▶ _WHAT IS ASKED_: Please repeat every one of the lines below word for word, leaving out the pictures.

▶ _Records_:

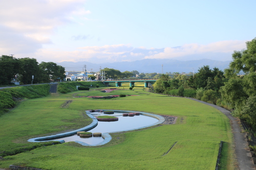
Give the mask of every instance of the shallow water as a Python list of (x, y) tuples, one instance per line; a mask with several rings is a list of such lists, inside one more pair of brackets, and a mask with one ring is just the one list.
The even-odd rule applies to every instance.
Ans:
[[(155, 118), (143, 115), (134, 116), (122, 116), (122, 113), (115, 112), (114, 114), (103, 114), (101, 112), (93, 112), (92, 114), (95, 116), (100, 115), (111, 115), (118, 116), (118, 121), (116, 122), (98, 122), (98, 125), (94, 129), (88, 132), (95, 133), (110, 133), (117, 131), (124, 131), (134, 129), (143, 127), (154, 124), (158, 120)], [(101, 137), (92, 137), (89, 138), (81, 138), (75, 134), (58, 139), (64, 140), (66, 142), (69, 141), (80, 141), (89, 144), (96, 144), (104, 140)]]

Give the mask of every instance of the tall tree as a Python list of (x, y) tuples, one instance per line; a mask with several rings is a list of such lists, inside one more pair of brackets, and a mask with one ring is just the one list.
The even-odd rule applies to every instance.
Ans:
[(63, 80), (65, 78), (65, 68), (54, 62), (42, 62), (39, 66), (42, 69), (44, 82), (48, 82), (50, 79), (56, 81), (57, 79)]
[[(251, 114), (248, 107), (244, 107), (247, 101), (247, 106), (253, 103), (256, 95), (256, 38), (251, 41), (246, 42), (246, 50), (234, 51), (232, 55), (233, 61), (230, 62), (229, 67), (225, 70), (225, 76), (229, 78), (228, 81), (221, 88), (222, 98), (230, 103), (235, 109), (236, 115), (241, 118), (253, 118), (246, 120), (251, 126), (254, 126), (252, 121), (256, 122), (256, 117), (247, 115)], [(238, 75), (240, 71), (245, 75)], [(248, 103), (249, 102), (249, 103)], [(253, 113), (254, 114), (254, 113)]]
[(14, 57), (5, 55), (0, 57), (0, 84), (9, 84), (19, 73), (20, 68), (20, 62)]
[(36, 59), (24, 58), (19, 59), (21, 64), (20, 72), (18, 79), (24, 84), (31, 83), (32, 76), (34, 76), (33, 83), (42, 82), (42, 72)]

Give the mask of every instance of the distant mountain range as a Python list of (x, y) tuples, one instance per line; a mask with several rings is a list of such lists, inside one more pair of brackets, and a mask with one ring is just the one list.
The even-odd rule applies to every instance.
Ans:
[[(199, 68), (204, 65), (209, 65), (210, 68), (219, 68), (224, 70), (228, 67), (230, 61), (215, 61), (210, 59), (202, 59), (199, 60), (180, 61), (174, 59), (143, 59), (132, 62), (118, 62), (114, 63), (104, 63), (95, 64), (89, 62), (81, 61), (79, 62), (64, 61), (57, 63), (58, 65), (66, 68), (66, 71), (81, 71), (83, 67), (86, 65), (88, 71), (97, 72), (99, 71), (100, 67), (114, 68), (119, 70), (121, 72), (137, 70), (140, 73), (159, 72), (165, 74), (166, 72), (197, 72)], [(162, 67), (162, 65), (163, 66)], [(83, 68), (84, 69), (84, 68)]]

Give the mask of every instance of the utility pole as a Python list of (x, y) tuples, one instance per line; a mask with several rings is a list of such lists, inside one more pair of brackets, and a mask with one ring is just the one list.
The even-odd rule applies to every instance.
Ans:
[[(86, 65), (84, 65), (84, 71), (86, 71)], [(84, 74), (84, 72), (83, 72), (83, 76), (82, 76), (82, 78), (83, 79), (83, 74)], [(88, 77), (87, 77), (87, 80), (88, 80)], [(84, 80), (83, 80), (84, 81)]]
[(99, 79), (100, 79), (100, 78), (101, 77), (100, 75), (101, 75), (101, 66), (99, 66)]

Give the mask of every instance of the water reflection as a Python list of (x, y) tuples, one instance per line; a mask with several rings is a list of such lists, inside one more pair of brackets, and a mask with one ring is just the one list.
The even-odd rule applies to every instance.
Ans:
[[(98, 122), (98, 125), (88, 132), (95, 133), (110, 133), (116, 131), (124, 131), (139, 128), (154, 124), (158, 122), (156, 118), (143, 115), (136, 115), (133, 117), (122, 116), (122, 113), (115, 112), (114, 114), (106, 114), (101, 112), (94, 112), (92, 114), (95, 116), (100, 115), (111, 115), (118, 116), (118, 121)], [(96, 144), (104, 140), (101, 137), (95, 136), (89, 138), (81, 138), (77, 134), (59, 138), (65, 142), (80, 141), (89, 144)]]

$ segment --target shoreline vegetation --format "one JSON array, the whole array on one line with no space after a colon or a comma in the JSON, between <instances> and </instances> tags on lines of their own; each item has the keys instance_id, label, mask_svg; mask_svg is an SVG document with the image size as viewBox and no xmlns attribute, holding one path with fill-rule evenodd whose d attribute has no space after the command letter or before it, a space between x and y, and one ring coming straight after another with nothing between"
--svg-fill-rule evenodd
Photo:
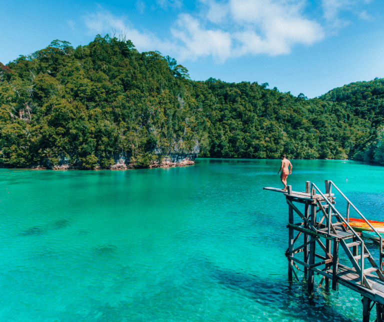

▶ _THE RESULT_:
Give the mask of every instance of the shallow water as a Python list of (x, y) tuples, one instance per line; a mask with several rings is a list of such lists, inside one more pair of brackets, and a mask with one ring is just the one list.
The even-odd rule applies to every instance.
Ans:
[[(155, 118), (143, 115), (134, 116), (122, 116), (122, 113), (115, 112), (114, 114), (103, 114), (101, 112), (93, 112), (92, 114), (95, 116), (100, 115), (111, 115), (118, 116), (118, 121), (116, 122), (98, 122), (98, 125), (94, 129), (88, 132), (95, 133), (110, 133), (117, 131), (124, 131), (134, 129), (143, 127), (154, 124), (158, 120)], [(101, 137), (92, 137), (89, 138), (81, 138), (75, 134), (58, 139), (64, 140), (66, 142), (69, 141), (80, 141), (89, 144), (96, 144), (104, 140)]]

Give the mask of every instance of the tall tree as a Python list of (x, y) tuples, one instance per line; a mask with several rings is a list of such lists, inside one more pair of brackets, and a mask with one ring is just the one list.
The even-odd rule applies to every instance.
Ans:
[(63, 80), (65, 78), (65, 68), (54, 62), (42, 62), (39, 66), (42, 69), (44, 82), (48, 82), (50, 79), (56, 81), (57, 79)]
[[(251, 114), (248, 107), (244, 107), (247, 101), (247, 106), (253, 103), (256, 95), (256, 38), (251, 41), (246, 42), (246, 50), (234, 51), (232, 55), (233, 61), (230, 62), (229, 67), (225, 70), (225, 76), (229, 78), (228, 81), (221, 88), (222, 98), (230, 103), (235, 109), (236, 115), (241, 118), (253, 118), (246, 120), (251, 126), (254, 126), (252, 121), (256, 122), (256, 117), (247, 115)], [(238, 75), (240, 71), (245, 75)], [(248, 103), (249, 102), (249, 103)], [(253, 113), (254, 114), (254, 113)]]
[(14, 57), (5, 55), (0, 57), (0, 84), (9, 84), (19, 73), (20, 68), (20, 62)]
[(36, 59), (24, 58), (19, 59), (21, 64), (20, 72), (18, 79), (24, 84), (31, 83), (32, 76), (34, 76), (33, 83), (42, 82), (42, 72)]

Give the mask of every instance of the distant mountain range as a Python list of (x, y) tuples, one instance per line; a mask with several rings is a list of such lists, inside one more pair of brackets, and a mask with one ring is just the one list.
The even-odd rule applies to every instance.
Ans:
[[(199, 68), (204, 65), (209, 65), (210, 68), (219, 68), (224, 70), (228, 67), (230, 61), (215, 61), (210, 59), (202, 59), (199, 60), (180, 61), (174, 59), (143, 59), (132, 62), (118, 62), (114, 63), (104, 63), (95, 64), (89, 62), (81, 61), (79, 62), (64, 61), (57, 63), (58, 65), (66, 68), (66, 71), (81, 71), (83, 67), (86, 65), (88, 71), (97, 72), (99, 71), (100, 67), (114, 68), (119, 70), (121, 72), (137, 70), (140, 73), (159, 72), (165, 74), (166, 72), (197, 72)], [(162, 67), (162, 65), (163, 66)], [(83, 68), (84, 69), (84, 68)]]

Give the mask of every instance of the utility pole as a Python list of (x, y) tuples, one instance per line; a mask with several rings is a list of such lists, inside one more pair of brackets, and a mask with one ring is just the one list.
The even-odd rule applies to every instance.
Ans:
[[(86, 65), (84, 65), (84, 71), (86, 71)], [(84, 74), (84, 72), (83, 72), (83, 76), (82, 76), (82, 78), (83, 79), (83, 74)], [(88, 77), (87, 77), (87, 80), (88, 80)], [(84, 80), (83, 80), (84, 81)]]
[(99, 79), (100, 79), (100, 78), (101, 77), (100, 75), (101, 75), (101, 66), (99, 66)]

Give the mask of every instance of the water reflection as a Python list of (x, y) tuples, one instance per line; a mask with several rings is a list of such lists, inside one more pair of brackets, and a mask with one ring is just the one list.
The even-odd rule applies to every instance.
Ans:
[[(98, 122), (98, 125), (88, 132), (95, 133), (110, 133), (116, 131), (124, 131), (139, 128), (154, 124), (158, 122), (156, 118), (143, 115), (136, 115), (133, 117), (122, 116), (122, 113), (115, 112), (114, 114), (106, 114), (101, 112), (94, 112), (92, 114), (95, 116), (100, 115), (111, 115), (118, 116), (118, 121)], [(96, 144), (104, 140), (101, 137), (95, 136), (89, 138), (81, 138), (77, 134), (59, 138), (65, 142), (80, 141), (89, 144)]]

$ segment --target shoreline vegetation --format "one JSON array, the whole array on one line with no space after a colon or a comma in the JSON, between <instances> and </instances> tags on lines of their own; each item has the keys instance_id, label, mask_svg; mask_svg is an SVG document with the image size as viewBox and no xmlns attribute, holding one path with fill-rule evenodd whose d attribute has no space after the command letter or before it, a space between x and y, and one ring coming straight after another with nothing between"
--svg-fill-rule evenodd
Photo:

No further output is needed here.